Retype each of the records below word for word, omitting the pictures from your answer.

# # # # #

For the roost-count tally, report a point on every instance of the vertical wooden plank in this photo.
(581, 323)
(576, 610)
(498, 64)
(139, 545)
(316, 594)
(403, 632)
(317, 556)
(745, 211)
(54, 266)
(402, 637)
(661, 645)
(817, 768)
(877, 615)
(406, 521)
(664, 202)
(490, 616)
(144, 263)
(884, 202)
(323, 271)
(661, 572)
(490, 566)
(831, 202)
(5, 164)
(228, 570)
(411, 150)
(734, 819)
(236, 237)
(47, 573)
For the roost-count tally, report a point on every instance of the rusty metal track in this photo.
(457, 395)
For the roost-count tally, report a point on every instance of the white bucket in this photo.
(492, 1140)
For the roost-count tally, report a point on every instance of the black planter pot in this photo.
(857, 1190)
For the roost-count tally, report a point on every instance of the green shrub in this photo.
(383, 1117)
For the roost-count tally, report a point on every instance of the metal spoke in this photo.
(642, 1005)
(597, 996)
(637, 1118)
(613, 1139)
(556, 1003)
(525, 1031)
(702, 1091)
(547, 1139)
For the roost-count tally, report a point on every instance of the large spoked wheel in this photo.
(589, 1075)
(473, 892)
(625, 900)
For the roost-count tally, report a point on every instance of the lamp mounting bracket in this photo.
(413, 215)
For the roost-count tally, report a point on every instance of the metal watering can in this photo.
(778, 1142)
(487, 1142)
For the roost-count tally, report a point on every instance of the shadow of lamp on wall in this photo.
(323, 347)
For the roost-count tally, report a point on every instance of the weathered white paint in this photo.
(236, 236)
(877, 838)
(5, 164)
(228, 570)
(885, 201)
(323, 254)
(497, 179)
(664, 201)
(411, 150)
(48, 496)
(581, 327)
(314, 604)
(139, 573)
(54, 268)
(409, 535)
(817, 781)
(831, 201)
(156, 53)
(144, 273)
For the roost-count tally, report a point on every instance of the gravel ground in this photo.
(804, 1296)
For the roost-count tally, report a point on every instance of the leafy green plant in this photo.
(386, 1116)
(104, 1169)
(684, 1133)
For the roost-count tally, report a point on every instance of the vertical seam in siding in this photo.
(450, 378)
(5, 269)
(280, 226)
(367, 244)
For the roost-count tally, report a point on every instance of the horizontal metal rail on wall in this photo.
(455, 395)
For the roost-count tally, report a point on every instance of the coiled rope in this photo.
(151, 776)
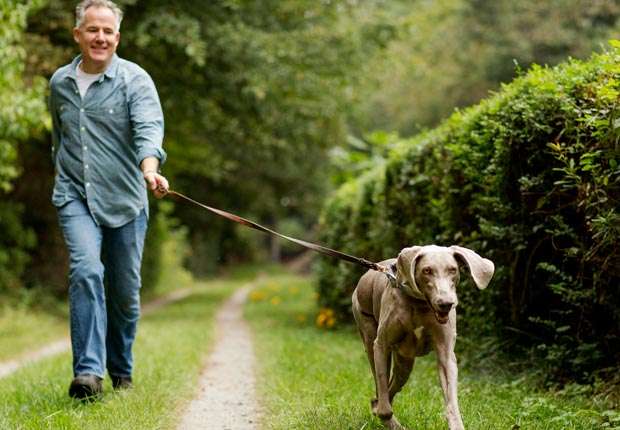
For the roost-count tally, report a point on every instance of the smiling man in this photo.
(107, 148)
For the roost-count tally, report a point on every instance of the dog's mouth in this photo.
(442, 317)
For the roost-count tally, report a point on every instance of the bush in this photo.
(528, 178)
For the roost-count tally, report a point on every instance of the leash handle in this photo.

# # # # #

__RESULT OF THE EXERCISE__:
For the roost-count tally, report a point on every instance of the vertical wooden plank in this photo.
(581, 323)
(576, 610)
(498, 64)
(139, 545)
(316, 594)
(403, 632)
(317, 556)
(745, 211)
(54, 266)
(402, 637)
(661, 645)
(817, 768)
(877, 615)
(406, 521)
(664, 202)
(490, 616)
(144, 263)
(884, 202)
(323, 271)
(661, 572)
(490, 566)
(831, 202)
(5, 164)
(228, 570)
(411, 150)
(734, 819)
(236, 237)
(47, 573)
For the roost-count tally, report a point on every instance of the rusty metal track in this photo.
(457, 395)
For the roost-count tally, report a point on every instance of the white bucket in this photo.
(492, 1140)
For the roost-count tally, report a point on every instance of the black planter pot in this photo.
(857, 1190)
For the roost-count tally, report a point on every instance of the green shrub in this photo.
(383, 1117)
For the roost-count tally, report a point on every instance of the metal spoke in this photo.
(642, 1005)
(597, 996)
(637, 1118)
(613, 1139)
(556, 1003)
(525, 1031)
(702, 1091)
(547, 1139)
For the roost-count tally, report a point on every instance of the large spoked wheel in this photo.
(589, 1075)
(473, 892)
(625, 900)
For the roost-count tally, report a point on every instance of the lamp mounting bracket in this photo.
(413, 215)
For the roost-count tally, report a point on every instance of the metal watering can in this photo.
(778, 1142)
(487, 1142)
For the roost-count tally, report a point on every instance of the shadow of lamp on wall in this photo.
(323, 347)
For the roost-count tally, report a point on every instance of the weathered white paint in this photo.
(236, 236)
(877, 838)
(5, 164)
(228, 570)
(885, 201)
(323, 254)
(497, 179)
(664, 201)
(411, 150)
(48, 496)
(581, 327)
(314, 604)
(139, 573)
(54, 268)
(409, 535)
(817, 781)
(831, 201)
(156, 53)
(144, 273)
For the roost-count tally, report a point on every instance of the gravel ground in this photo.
(804, 1296)
For the roost-count tally, report a point on every instance of the leafy green plant in this photo.
(386, 1116)
(104, 1169)
(684, 1133)
For the roost-count tally, report a point on every instance of the vertical seam in siding in this photo.
(450, 378)
(5, 269)
(280, 226)
(367, 244)
For the roost-count tally, report a point on every instance of the horizontal metal rail on wall in this photo.
(455, 395)
For the roost-count tally, report a point on every instance of the coiled rope in this photo.
(151, 776)
For the roost-count tally, report a point on every instance of the smiling man in this photo.
(107, 148)
For the roost-count tally, report a point on every instance of the dog's mouth in this photo.
(442, 317)
For the roost-count tally, report a point on every instance of the bush in this photo.
(528, 178)
For the roost-count tally, report a point on every instance of the leash handle in this photo.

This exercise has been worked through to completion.